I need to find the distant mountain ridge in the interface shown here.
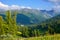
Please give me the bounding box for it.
[0,8,60,25]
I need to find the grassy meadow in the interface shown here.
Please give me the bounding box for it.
[0,34,60,40]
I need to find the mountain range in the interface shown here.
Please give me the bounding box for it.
[0,8,60,25]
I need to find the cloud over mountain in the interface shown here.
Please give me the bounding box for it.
[0,2,32,10]
[47,0,60,12]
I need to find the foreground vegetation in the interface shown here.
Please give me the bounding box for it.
[0,11,60,40]
[0,34,60,40]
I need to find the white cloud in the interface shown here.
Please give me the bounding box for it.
[0,2,9,10]
[53,5,60,12]
[48,0,60,3]
[0,2,32,10]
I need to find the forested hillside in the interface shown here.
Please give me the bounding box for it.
[0,11,60,37]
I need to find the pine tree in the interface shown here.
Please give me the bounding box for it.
[13,11,17,35]
[0,16,5,35]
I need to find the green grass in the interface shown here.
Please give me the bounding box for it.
[0,34,60,40]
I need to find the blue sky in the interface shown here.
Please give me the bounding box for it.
[0,0,57,10]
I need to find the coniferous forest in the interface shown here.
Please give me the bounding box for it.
[0,11,60,40]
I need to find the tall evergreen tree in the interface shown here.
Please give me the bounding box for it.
[0,16,5,35]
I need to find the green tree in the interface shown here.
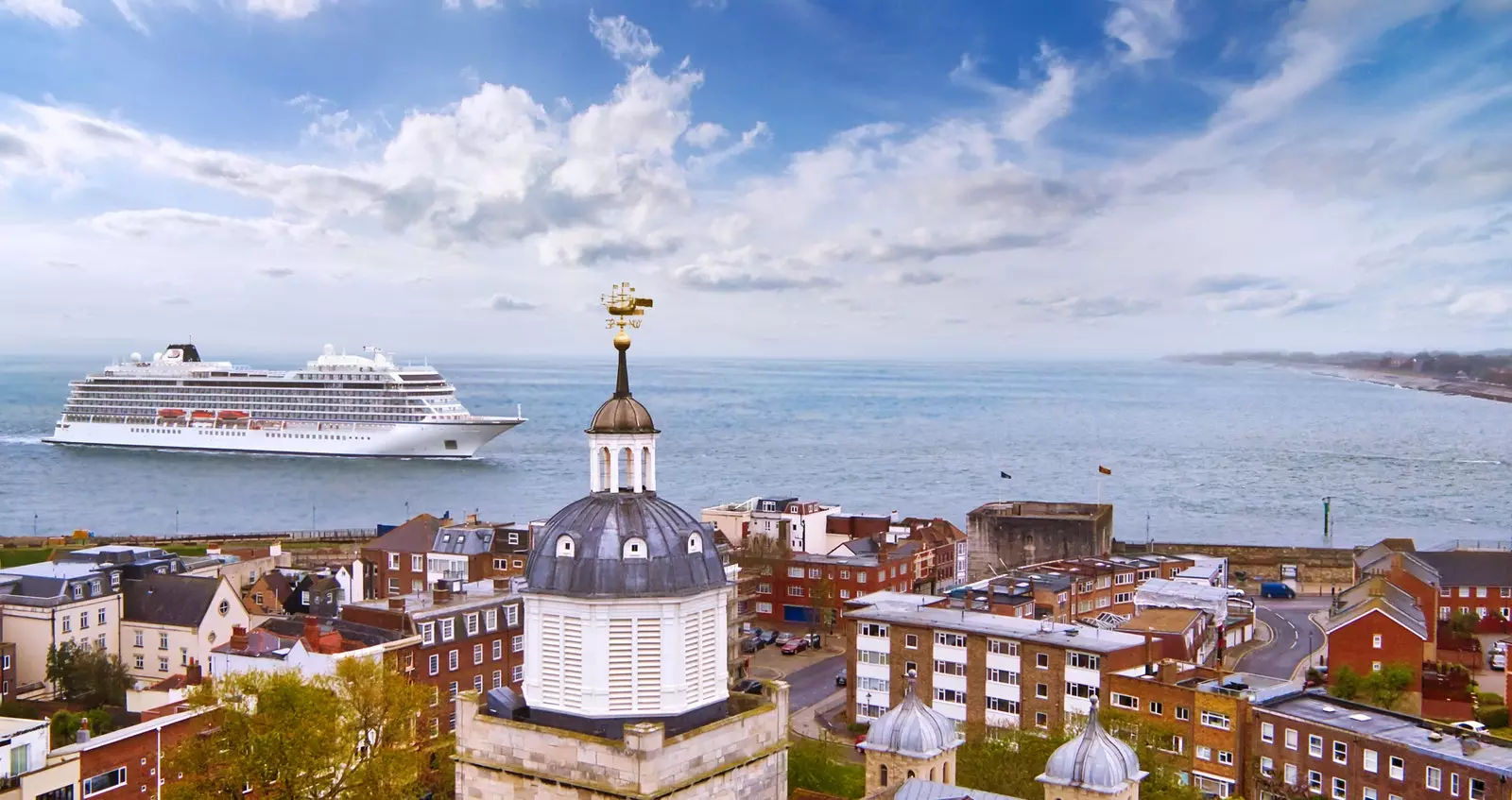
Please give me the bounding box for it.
[1359,664,1412,709]
[1328,664,1361,700]
[788,737,867,800]
[163,657,429,800]
[47,641,131,707]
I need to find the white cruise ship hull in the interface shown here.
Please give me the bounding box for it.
[43,417,524,458]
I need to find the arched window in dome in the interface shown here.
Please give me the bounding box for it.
[620,536,650,558]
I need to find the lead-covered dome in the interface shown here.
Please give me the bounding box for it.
[1039,696,1146,794]
[860,677,965,759]
[526,491,728,597]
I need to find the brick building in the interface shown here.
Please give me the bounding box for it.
[1245,692,1512,800]
[966,501,1113,581]
[342,578,524,735]
[845,594,1154,730]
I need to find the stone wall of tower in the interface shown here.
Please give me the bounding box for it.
[456,682,788,800]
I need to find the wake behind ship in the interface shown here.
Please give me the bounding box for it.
[43,345,524,458]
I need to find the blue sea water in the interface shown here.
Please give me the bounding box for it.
[0,354,1512,546]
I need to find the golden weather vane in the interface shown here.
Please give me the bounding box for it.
[599,281,653,342]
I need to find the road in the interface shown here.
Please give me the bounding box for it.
[783,655,845,711]
[1237,596,1329,679]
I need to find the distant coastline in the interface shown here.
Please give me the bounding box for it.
[1169,354,1512,402]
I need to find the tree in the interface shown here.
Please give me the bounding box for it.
[47,641,131,707]
[163,657,432,800]
[1328,664,1361,700]
[788,737,865,798]
[1359,664,1412,709]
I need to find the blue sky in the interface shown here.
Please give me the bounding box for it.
[0,0,1512,357]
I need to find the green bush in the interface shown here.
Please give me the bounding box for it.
[1476,706,1507,727]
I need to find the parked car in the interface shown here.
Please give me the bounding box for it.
[1260,581,1297,601]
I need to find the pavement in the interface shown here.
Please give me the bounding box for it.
[1235,596,1329,681]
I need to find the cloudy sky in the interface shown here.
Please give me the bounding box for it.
[0,0,1512,357]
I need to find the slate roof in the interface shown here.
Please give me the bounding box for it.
[1417,551,1512,587]
[526,491,728,597]
[121,574,221,627]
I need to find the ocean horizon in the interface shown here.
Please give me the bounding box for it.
[0,350,1512,548]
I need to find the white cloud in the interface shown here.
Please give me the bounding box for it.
[0,0,85,27]
[1102,0,1182,63]
[588,12,661,63]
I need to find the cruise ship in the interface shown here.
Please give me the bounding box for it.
[43,345,524,458]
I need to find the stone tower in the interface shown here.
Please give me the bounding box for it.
[1034,694,1149,800]
[860,673,966,797]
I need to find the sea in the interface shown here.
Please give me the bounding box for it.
[0,352,1512,548]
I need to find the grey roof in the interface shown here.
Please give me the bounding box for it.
[1255,692,1512,777]
[121,574,221,627]
[1417,551,1512,587]
[860,673,966,759]
[845,601,1144,654]
[892,777,1019,800]
[526,491,728,597]
[1038,694,1149,794]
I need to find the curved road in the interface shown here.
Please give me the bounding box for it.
[1235,596,1329,681]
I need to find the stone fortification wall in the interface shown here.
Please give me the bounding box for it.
[456,684,788,800]
[1113,540,1355,587]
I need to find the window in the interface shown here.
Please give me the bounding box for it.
[935,631,966,647]
[935,687,966,704]
[85,767,126,797]
[988,669,1019,687]
[1066,650,1098,670]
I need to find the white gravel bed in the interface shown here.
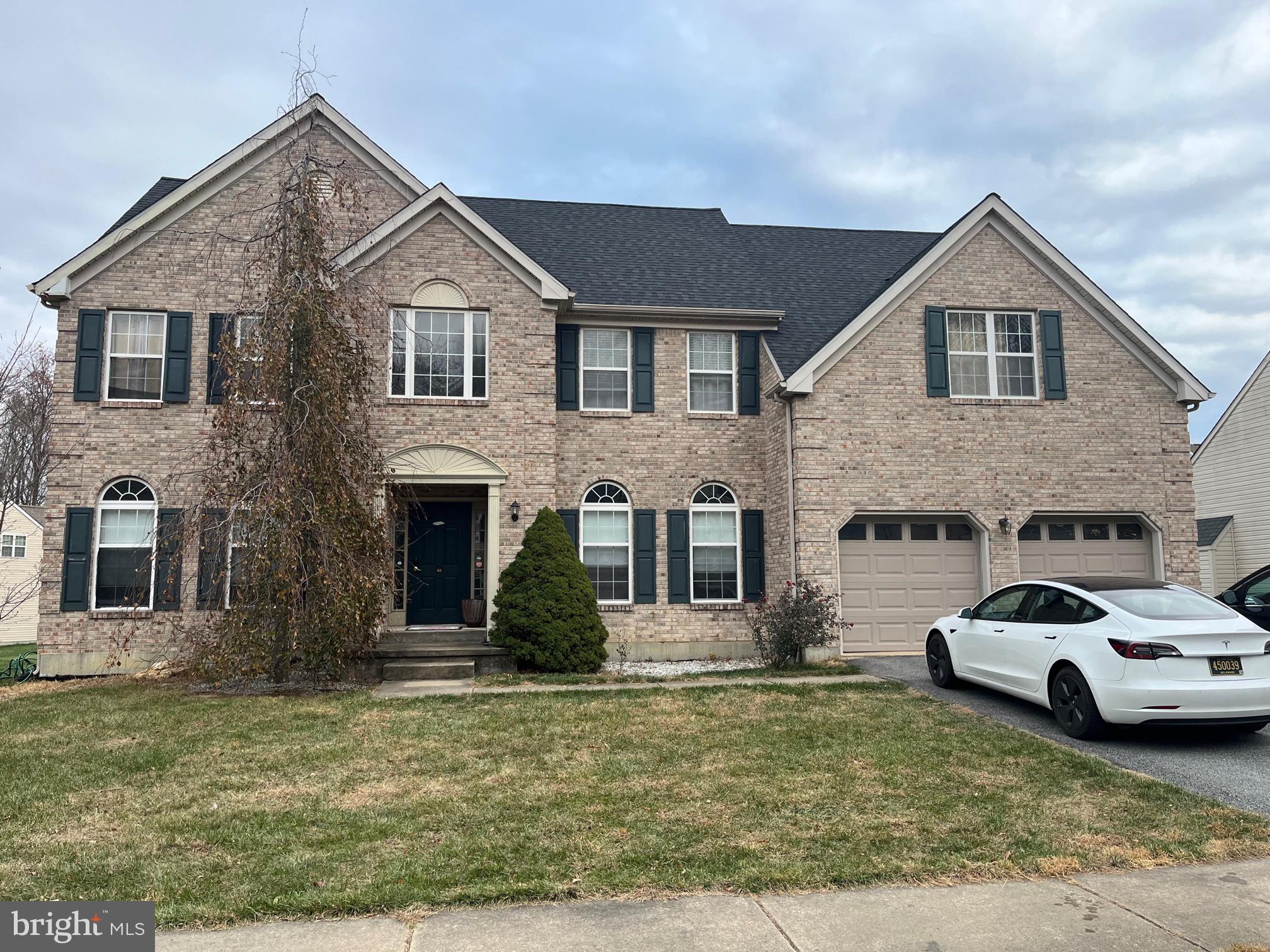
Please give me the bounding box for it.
[604,657,764,678]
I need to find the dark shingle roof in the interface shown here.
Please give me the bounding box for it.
[462,196,939,375]
[106,184,940,376]
[105,175,185,235]
[462,196,770,307]
[733,225,939,375]
[1195,515,1235,548]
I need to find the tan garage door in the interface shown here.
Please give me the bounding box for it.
[838,517,979,651]
[1019,515,1152,579]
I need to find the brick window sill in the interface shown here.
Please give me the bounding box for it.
[949,397,1045,406]
[99,400,166,410]
[387,397,489,406]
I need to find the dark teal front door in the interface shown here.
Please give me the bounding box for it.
[405,502,472,625]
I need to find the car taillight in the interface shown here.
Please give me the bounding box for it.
[1107,638,1182,661]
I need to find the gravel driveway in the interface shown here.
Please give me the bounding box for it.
[855,656,1270,816]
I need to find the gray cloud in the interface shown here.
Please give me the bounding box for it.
[0,0,1270,438]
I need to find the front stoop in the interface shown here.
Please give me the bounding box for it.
[375,628,515,681]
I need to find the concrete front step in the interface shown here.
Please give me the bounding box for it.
[380,628,488,647]
[384,657,476,681]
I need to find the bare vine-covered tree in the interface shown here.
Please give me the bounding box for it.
[0,324,54,622]
[188,74,391,682]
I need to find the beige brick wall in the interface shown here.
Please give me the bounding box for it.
[795,226,1199,590]
[552,327,774,657]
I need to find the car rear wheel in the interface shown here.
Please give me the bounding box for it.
[1049,667,1106,740]
[926,631,961,688]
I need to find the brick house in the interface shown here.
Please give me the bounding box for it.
[22,96,1213,674]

● ● ● ●

▸ **The exercise**
Please lay out every one of the entries above as a two-column CSV headed entry_text and answer, one row per entry, with each field in quotes, its line breaks turned into spaces, and all of an entry's boxes in its single answer field. Leave the pictures out.

▸ **Worked solution**
entry_text,answer
"I need to find the distant mountain ridge in the interface shown here. Please give me the bounding box for it.","[0,8,60,25]"
"I need to find the grassy meadow in the interface shown here. Please give me the bounding box for it.","[0,34,60,40]"
"I need to find the mountain range in the interface shown here. Please give me the bounding box for it.","[0,8,60,25]"
"I need to find the cloud over mountain in the interface shown here. Please give me the bounding box for it.","[0,2,32,10] [47,0,60,12]"
"I need to find the foreground vegetation in the interface shown here. Please give me the bounding box for it.","[0,11,60,40] [0,34,60,40]"
"I need to find the white cloud in the interface shown here. Please give me the bounding box for it.","[0,2,9,10] [53,5,60,12] [48,0,60,3] [0,2,32,10]"
"I need to find the forested hillside in the interface shown here. Please give me the bounding box for it.","[0,11,60,37]"
"I need to find the pine tree in the interface shown here. Please give me the bounding box for it.","[13,11,17,35] [0,16,5,35]"
"I need to find the green grass in the interface shown here. Please give me the bounding box for it.","[0,34,60,40]"
"I need to find the blue sky in the interface shown here. Please give me the bounding box for it.","[0,0,57,10]"
"I need to find the coniferous forest in the interface shown here. Please give me the bounding box for it.","[0,11,60,40]"
"I need to find the tall evergreen tree in the interface shown here. Please give me the bounding box for it.","[0,16,5,35]"
"I need to find the green tree in the interface shown here. Please give me the bounding box for it.","[1359,664,1412,709] [1328,664,1361,700] [788,737,867,800] [163,657,429,800] [47,641,131,707]"
"I need to find the white cruise ship hull in the interface shown here. Please give me the bounding box for it.","[43,417,524,458]"
"I need to find the arched window in dome in the interface shown here. Please give me the bounding box for it.","[620,536,650,558]"
"I need to find the lead-covered dome in the interface shown here. Please give me the bounding box for it.","[1039,696,1146,794] [860,677,965,759] [526,491,728,597]"
"I need to find the brick building in the interface shown here. Please give me the bounding box for it.","[1245,692,1512,800] [966,501,1113,581] [342,578,524,735] [845,594,1154,730]"
"I need to find the stone wall of tower in the interface shown here. Please give me the bounding box for it.","[456,682,788,800]"
"I need to find the wake behind ship in the interface shown here. Please give me the bounding box for it.","[43,345,524,458]"
"I need to find the blue sea water in the interface shown here. Please give me the bounding box for it.","[0,354,1512,546]"
"I need to find the golden weather vane in the interface shown here. Please give me the bounding box for it.","[599,281,653,342]"
"I need to find the road in the interface shown here. Please give me the bounding box for it.","[783,655,845,711] [1237,596,1329,679]"
"I need to find the distant coastline in the interface shown here. Please give me the bounding box for it.","[1169,354,1512,402]"
"I need to find the tree in the interface shown here. Please give me the bounding box for it.","[47,641,131,707] [163,657,432,800] [1328,664,1361,700] [788,737,865,798] [1359,664,1412,709]"
"I need to find the blue sky in the interface shown here. Please give me the bounding box for it.","[0,0,1512,357]"
"I need to find the green bush in the interface shown here. Please give me the bounding box for it.","[1476,706,1507,727]"
"I need to find the parked car in the interface shown here. Please give me the bounding box for it.","[1260,581,1297,601]"
"I need to find the pavement in the interface shown here. Please give me the bounding box for it.","[1235,596,1329,681]"
"I need to find the cloudy sky in the interface shown here. Please give me the bounding box for it.","[0,0,1512,357]"
"I need to find the slate roof in the interface shown here. Please give me the bounding box for it.","[1417,551,1512,587] [526,491,728,597] [121,574,221,627]"
"I need to find the ocean horizon in the interface shown here. Please give me the bounding box for it.","[0,350,1512,548]"
"I need to find the white cloud in the interface shown here. Please give me the bounding box for it.","[0,0,85,27] [1102,0,1182,63] [588,12,661,63]"
"I need to find the cruise ship in the interface shown here. Please give me the bounding box for it.","[43,345,524,458]"
"I need to find the stone tower in the interface shown here. Please give me the bounding box for it.","[1034,694,1149,800] [860,673,966,797]"
"I need to find the sea in the interface shown here. Please give me the bounding box for it.","[0,352,1512,548]"
"I need to find the grey roof in the interface shown here. Please give me the bounding box for it.","[1255,692,1512,777] [121,574,221,627] [1417,551,1512,587] [860,673,966,759] [845,601,1144,654] [892,777,1019,800] [526,491,728,597] [1038,694,1149,794]"
"I need to find the curved road in the interface shown here. Please give me the bounding box for it.","[1235,596,1329,681]"
"I need to find the stone fortification wall in the interface shown here. Please give me the bounding box for it.","[456,684,788,800] [1113,540,1355,587]"
"I need to find the window in the interface shown here. Please give me the bounding box for it.","[935,631,966,647] [935,687,966,704] [85,767,126,797] [988,669,1019,687] [1066,650,1098,670]"
"I need to find the white gravel bed in the interface shown here. Please give me the bounding box for it.","[604,657,764,678]"
"I need to find the dark shingle roof in the interface shown here. Please give me the bounding box for it.","[462,196,939,375] [106,184,940,376] [105,175,185,235] [462,196,770,307] [733,225,939,375] [1195,515,1235,548]"
"I need to find the tan garage door in the interface shown here. Please give me the bounding box for it.","[838,517,979,651] [1019,515,1152,579]"
"I need to find the brick window sill in the interface shown here. Please give me the bounding box for it.","[949,397,1045,406] [99,400,166,410] [387,397,489,406]"
"I need to find the dark teal front door in the interface shown here. Please give me the bounding box for it.","[405,502,472,625]"
"I need to find the car taillight in the interface shown here. Please give me the bounding box for it.","[1107,638,1182,661]"
"I need to find the gravel driveway in the interface shown here. Please give me the bounding box for it.","[855,656,1270,816]"
"I need to find the gray cloud in the interface shown here. Please give me the bounding box for it.","[0,0,1270,438]"
"I need to find the front stoop in the interface shown here. Please give me the bounding box for it.","[375,628,515,681]"
"I need to find the concrete front step in the interface shown here. Please give me the bounding box for it.","[380,628,488,647] [384,657,476,681]"
"I need to find the bare vine-covered tree in the interface shown here. Please give me the bounding box for it.","[0,324,54,622] [188,74,391,682]"
"I need to find the beige brick wall in the interface shown here. Please give me the bounding box for it.","[795,226,1199,590] [552,327,774,657]"
"I need to find the car rear wheel in the interface shown here. Please give me the bounding box for it.","[1049,667,1106,740] [926,631,961,688]"
"I need to find the brick house in the interface shown here. Please give me the bounding box for it.","[22,96,1213,674]"